SHORT PROBLEM:
Please return the lines below word for word, and leave the pictures out of your answer.

Point-based annotation records
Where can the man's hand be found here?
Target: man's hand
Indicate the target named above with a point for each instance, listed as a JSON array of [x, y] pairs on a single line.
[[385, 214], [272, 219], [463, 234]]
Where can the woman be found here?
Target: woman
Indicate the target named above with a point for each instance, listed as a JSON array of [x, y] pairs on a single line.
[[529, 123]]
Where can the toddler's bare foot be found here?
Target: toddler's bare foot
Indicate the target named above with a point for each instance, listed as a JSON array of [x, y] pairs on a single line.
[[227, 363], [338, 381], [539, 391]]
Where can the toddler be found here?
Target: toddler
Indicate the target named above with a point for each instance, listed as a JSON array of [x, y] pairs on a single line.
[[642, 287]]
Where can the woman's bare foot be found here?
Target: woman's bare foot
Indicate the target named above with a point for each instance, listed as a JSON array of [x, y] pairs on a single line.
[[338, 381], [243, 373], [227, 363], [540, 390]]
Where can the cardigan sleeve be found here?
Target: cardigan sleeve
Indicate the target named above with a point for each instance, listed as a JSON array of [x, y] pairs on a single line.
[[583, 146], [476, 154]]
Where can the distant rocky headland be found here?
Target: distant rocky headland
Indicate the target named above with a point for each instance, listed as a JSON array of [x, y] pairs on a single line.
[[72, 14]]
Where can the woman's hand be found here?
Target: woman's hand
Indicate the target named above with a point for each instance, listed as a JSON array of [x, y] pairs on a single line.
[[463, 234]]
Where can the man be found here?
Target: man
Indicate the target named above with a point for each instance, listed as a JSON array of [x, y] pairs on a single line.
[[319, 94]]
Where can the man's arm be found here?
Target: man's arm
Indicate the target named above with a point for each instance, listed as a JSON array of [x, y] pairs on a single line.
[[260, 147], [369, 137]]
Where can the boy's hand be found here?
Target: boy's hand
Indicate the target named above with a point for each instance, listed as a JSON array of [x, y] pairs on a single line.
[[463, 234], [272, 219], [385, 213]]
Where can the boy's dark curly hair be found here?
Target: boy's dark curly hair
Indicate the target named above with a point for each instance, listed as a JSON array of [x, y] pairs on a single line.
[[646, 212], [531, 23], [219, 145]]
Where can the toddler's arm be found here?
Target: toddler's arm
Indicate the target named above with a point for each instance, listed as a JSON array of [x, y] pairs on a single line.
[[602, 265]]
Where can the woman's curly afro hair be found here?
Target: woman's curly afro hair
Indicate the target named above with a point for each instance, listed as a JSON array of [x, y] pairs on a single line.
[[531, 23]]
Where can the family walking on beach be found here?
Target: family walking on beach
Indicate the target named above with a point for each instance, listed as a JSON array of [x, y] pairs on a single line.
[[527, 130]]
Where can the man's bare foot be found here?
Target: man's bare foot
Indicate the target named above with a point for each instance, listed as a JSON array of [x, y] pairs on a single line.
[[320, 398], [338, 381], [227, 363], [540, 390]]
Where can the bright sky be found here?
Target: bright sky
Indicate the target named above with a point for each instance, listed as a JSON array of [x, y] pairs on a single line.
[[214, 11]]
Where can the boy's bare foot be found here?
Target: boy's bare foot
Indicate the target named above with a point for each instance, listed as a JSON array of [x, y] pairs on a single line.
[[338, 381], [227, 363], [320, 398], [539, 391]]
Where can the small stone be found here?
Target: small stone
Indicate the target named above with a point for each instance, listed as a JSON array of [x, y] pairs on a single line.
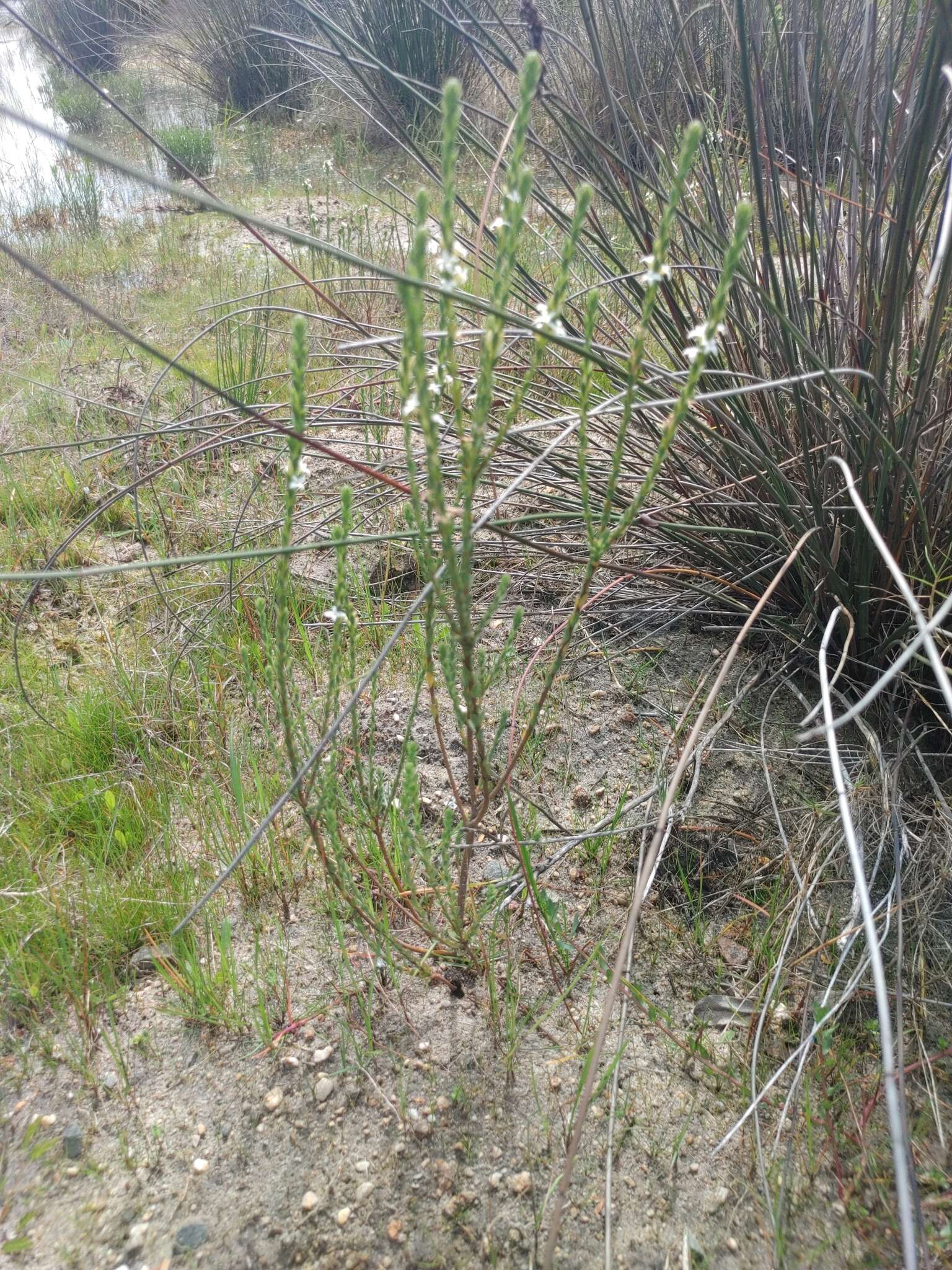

RESPONSE FOR THIS EXERCISE:
Where can the man's hand be found here?
Target: man's hand
Indicate the target named above with a point for each instance, listed as a JSON array of [x, y] pairs on a single line.
[[385, 214], [272, 219], [463, 234]]
Where can the woman be found here?
Target: woman
Indicate the target named above with a point for each instance, listed as a JSON array of [x, y] pairs on a single line.
[[529, 123]]
Where can the toddler's bare foot be found here?
Target: toddler's bare foot
Indicate the target named above with a point for each instance, listed as a JSON array of [x, y] pairs on a single line.
[[227, 363], [338, 381], [539, 391]]
Where can the toddler be found here?
Target: toddler
Indicate the target named above with a point for each instance, listed as a JSON array of [x, y] pairs on a single line.
[[642, 287]]
Where can the woman's bare foot be found here?
Target: woman's bare foot
Indicate the target named above with a point for each instance, listed as a JSON array of [x, y] pairs on a single line.
[[338, 381], [243, 373], [227, 363], [540, 390]]
Where can the cardigan sleeve be found here?
Target: cardigan sleeve
Indicate the target named above with a point for each instance, listed as a JSON array of [x, y] pairs on a single line.
[[583, 146], [476, 154]]
Where can the distant rocky headland be found here?
Target: distant rocky headland
Indicate the target named above with a point for each instance, listed as a JSON array of [x, y] pairs on a single line.
[[72, 14]]
Where can the woman's hand be found here?
Target: woman's hand
Indicate the target named above with a point for each instance, listed as a JSON array of [x, y] pairs on a single line.
[[463, 234]]
Where can the man be found here?
Target: man
Indicate the target named above with a point for each instance, listed as a JSON array of [x, y] pairs on a single line.
[[319, 94]]
Where can the man's arm be found here?
Target: man's arm
Indicate the target named above with a point for each instance, listed as a JSON array of [x, y] pairs on a single line.
[[260, 147], [369, 137]]
Where can the boy's hand be found here?
Target: boy's hand
Indicate the target named above with a point for each instance, listed as a JSON array of [x, y] pairs on a single line.
[[463, 234], [272, 219], [385, 213]]
Where can the boy's dark curly hair be found here?
Target: boy's dark curly hair
Indicate the target named above with a point for each instance, listed as a JSON array of [x, y] pairs on a single line.
[[646, 212], [531, 23], [219, 145]]
Where can the toddler's arm be found here?
Target: toddler's arm
Indicate the target named above with a point for each instance, listed as a JSON array of [x, y] pairs on a single line.
[[602, 265]]
Where can the woman's curly afro hair be found here?
Target: woman's curly afro hair
Indicate the target named above with a point for each instance, listed as a JSON array of [x, y] pairs on a single line.
[[531, 23]]
Where can the family walking on beach be found here?
Target: family walking on beach
Indicate the target named above with a point for each instance, listed as a JSON array of [x, y] pairs on a single line.
[[527, 130]]
Where can the man's bare foot be found here?
Target: man's bare foot
Indicate the target named above with a point for each instance, listed as a JSON array of [x, y] pairs on a single line.
[[320, 398], [338, 381], [227, 363], [540, 390]]
Where can the bright sky be found here?
Target: bright sky
Indicate the target named above with a point for each instance, listed as a JSON array of [x, y] pairs on a single line.
[[214, 11]]
Where can the boy's bare foot be found here?
Target: boy's bare foot
Indicate the target named above with a point for each instance, listed as a JSON array of [x, y] pairs on a single line.
[[338, 381], [227, 363], [320, 398], [539, 391]]
Where can the small stone be found here?
Target: small stone
Indicate the target named above with a point for each instance, listed as a JSON array of [x, y] pairs on a single line.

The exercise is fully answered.